Segment Start: Exercise input

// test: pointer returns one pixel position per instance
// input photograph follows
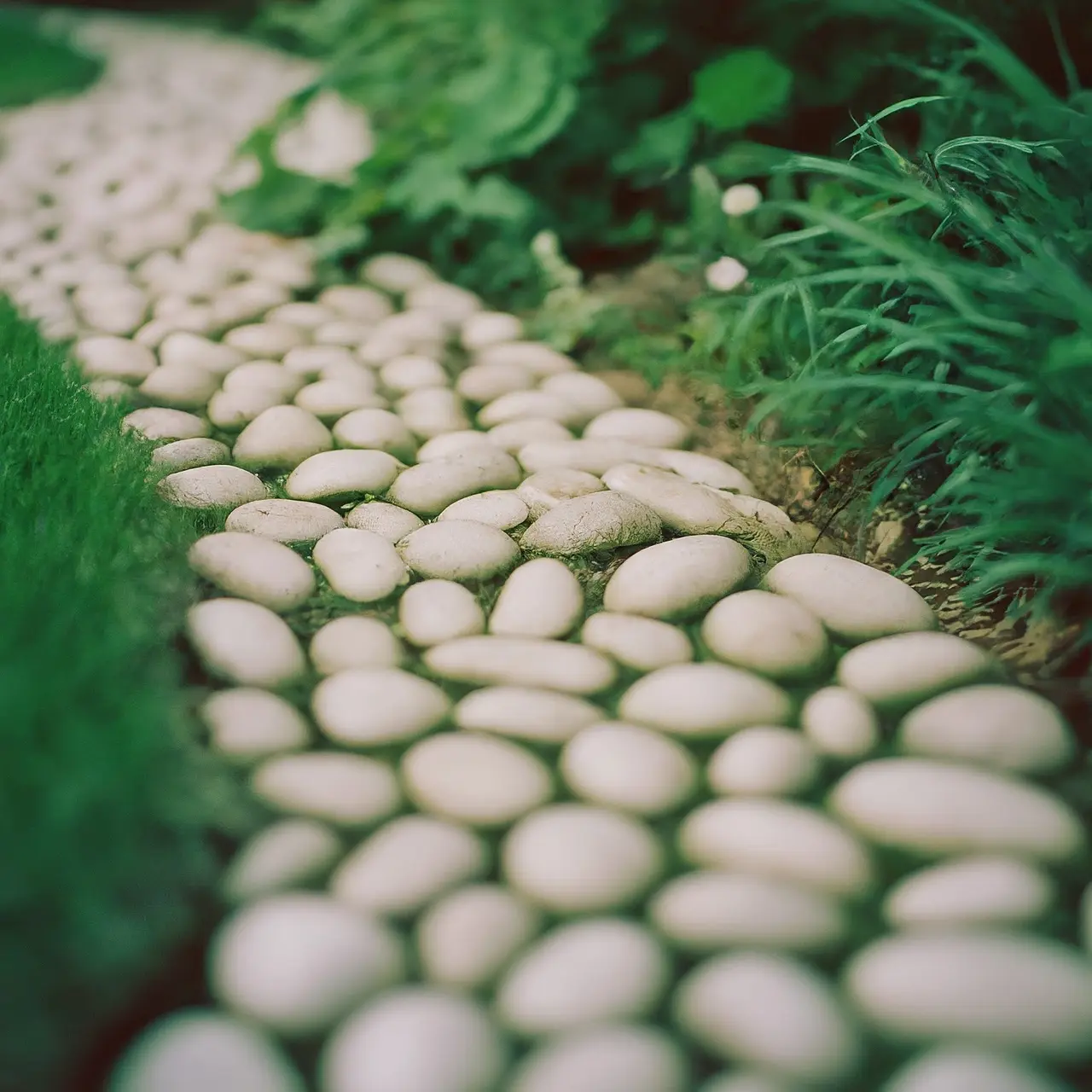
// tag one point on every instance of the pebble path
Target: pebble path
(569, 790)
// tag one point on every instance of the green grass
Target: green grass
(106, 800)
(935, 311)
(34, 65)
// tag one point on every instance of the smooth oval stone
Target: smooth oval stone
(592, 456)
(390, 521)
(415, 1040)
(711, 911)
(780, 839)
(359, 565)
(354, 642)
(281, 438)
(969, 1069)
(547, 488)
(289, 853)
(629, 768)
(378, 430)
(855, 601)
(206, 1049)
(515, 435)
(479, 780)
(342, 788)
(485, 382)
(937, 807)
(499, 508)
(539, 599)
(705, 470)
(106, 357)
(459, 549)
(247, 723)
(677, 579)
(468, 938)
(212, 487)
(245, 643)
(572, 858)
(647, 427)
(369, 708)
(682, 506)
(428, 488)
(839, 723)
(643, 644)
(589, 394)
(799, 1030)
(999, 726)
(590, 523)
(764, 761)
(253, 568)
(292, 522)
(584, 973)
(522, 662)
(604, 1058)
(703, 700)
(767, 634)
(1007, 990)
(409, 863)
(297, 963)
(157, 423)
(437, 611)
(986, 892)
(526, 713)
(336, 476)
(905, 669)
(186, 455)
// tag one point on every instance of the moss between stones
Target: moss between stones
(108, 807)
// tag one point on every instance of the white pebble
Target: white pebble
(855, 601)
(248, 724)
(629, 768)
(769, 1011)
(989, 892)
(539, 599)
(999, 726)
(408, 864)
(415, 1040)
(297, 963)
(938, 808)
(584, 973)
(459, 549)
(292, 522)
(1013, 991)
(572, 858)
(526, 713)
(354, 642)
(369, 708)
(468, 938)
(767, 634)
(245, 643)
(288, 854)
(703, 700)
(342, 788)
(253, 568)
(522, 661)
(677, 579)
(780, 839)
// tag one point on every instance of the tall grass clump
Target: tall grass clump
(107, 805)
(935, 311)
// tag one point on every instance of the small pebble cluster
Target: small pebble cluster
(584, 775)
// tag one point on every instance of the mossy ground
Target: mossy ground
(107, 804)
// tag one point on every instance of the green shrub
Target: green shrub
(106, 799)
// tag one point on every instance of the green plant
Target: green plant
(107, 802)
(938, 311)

Segment End: Exercise input
Segment Start: Exercise input

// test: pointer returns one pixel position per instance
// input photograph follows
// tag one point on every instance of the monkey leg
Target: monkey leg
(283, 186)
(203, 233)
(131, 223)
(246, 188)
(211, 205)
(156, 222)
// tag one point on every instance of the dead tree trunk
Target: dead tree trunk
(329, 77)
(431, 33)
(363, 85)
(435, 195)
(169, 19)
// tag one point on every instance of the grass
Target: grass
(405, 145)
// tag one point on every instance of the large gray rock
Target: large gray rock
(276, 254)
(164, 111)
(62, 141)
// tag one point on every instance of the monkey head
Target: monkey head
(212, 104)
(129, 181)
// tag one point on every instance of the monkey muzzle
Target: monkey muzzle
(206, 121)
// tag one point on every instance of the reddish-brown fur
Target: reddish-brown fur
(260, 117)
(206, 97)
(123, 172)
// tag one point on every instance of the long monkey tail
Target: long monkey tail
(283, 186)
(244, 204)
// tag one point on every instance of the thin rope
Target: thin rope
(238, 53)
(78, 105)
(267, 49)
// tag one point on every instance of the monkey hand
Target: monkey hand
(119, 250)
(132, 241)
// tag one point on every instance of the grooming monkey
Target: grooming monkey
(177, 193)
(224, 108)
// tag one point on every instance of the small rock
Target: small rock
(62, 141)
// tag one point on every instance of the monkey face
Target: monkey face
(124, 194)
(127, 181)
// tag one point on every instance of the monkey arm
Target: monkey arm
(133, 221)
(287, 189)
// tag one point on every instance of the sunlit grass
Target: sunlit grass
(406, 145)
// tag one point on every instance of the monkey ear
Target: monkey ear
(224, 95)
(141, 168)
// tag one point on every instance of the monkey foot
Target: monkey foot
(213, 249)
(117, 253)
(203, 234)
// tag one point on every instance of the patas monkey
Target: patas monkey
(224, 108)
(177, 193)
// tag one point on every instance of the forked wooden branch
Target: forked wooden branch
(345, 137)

Segment End: Exercise input
Segment Start: Exercise input

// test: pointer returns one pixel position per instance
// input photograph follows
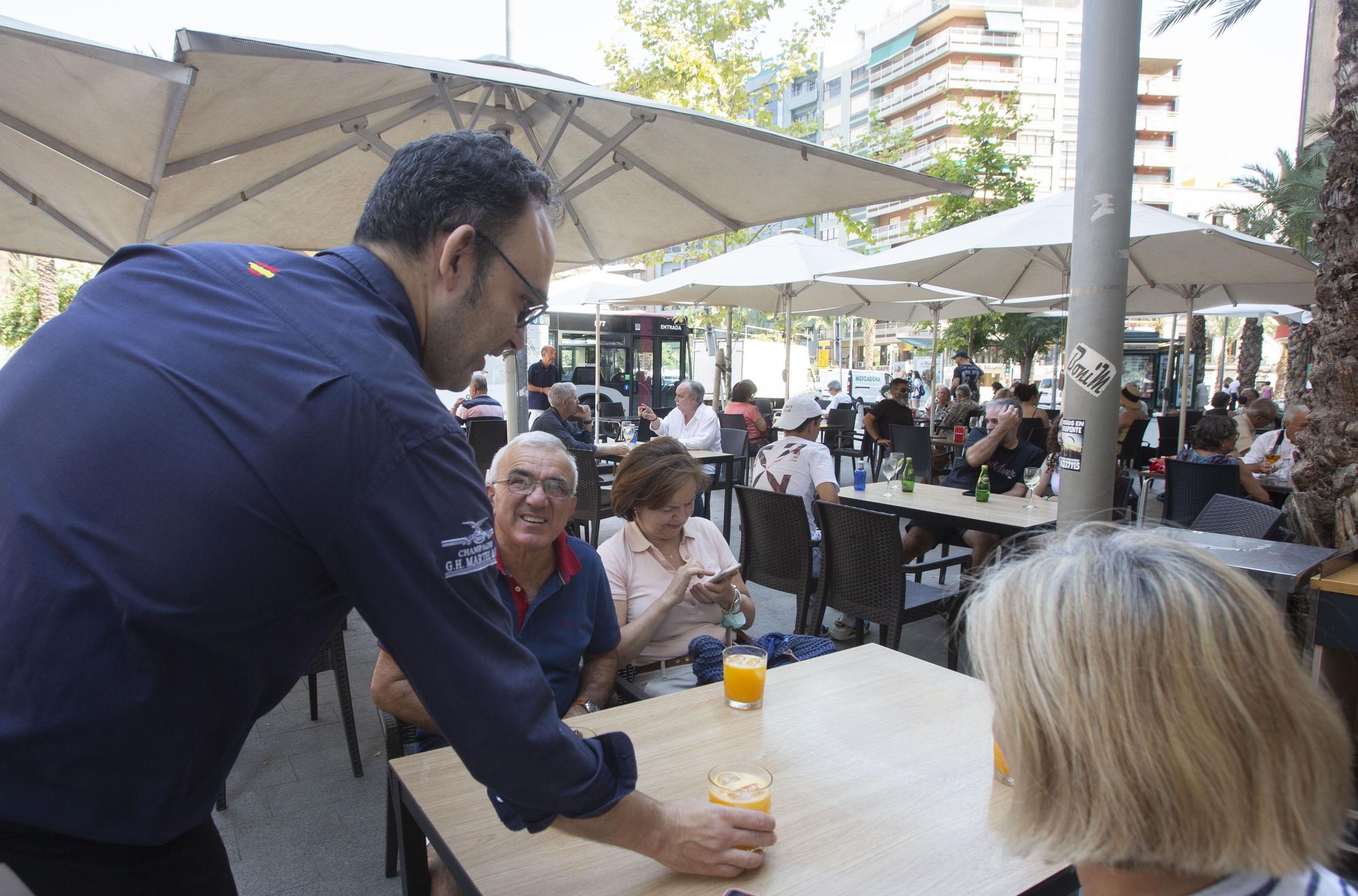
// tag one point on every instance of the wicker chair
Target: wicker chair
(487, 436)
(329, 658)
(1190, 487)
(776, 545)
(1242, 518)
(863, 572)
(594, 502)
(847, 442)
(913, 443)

Segment End: Exercise input

Reproduce exactly the section above that begins at the line containing "Target: monkey face" and ends at the line containing "the monkey ear", leaving out all other lines.

Target: monkey face
(124, 194)
(127, 181)
// tag one point on every instance of the monkey arm
Target: monkey arm
(133, 221)
(287, 189)
// tag one point on every instance of the sunlit grass
Target: sunlit grass
(406, 145)
// tag one point on every instance of the monkey ear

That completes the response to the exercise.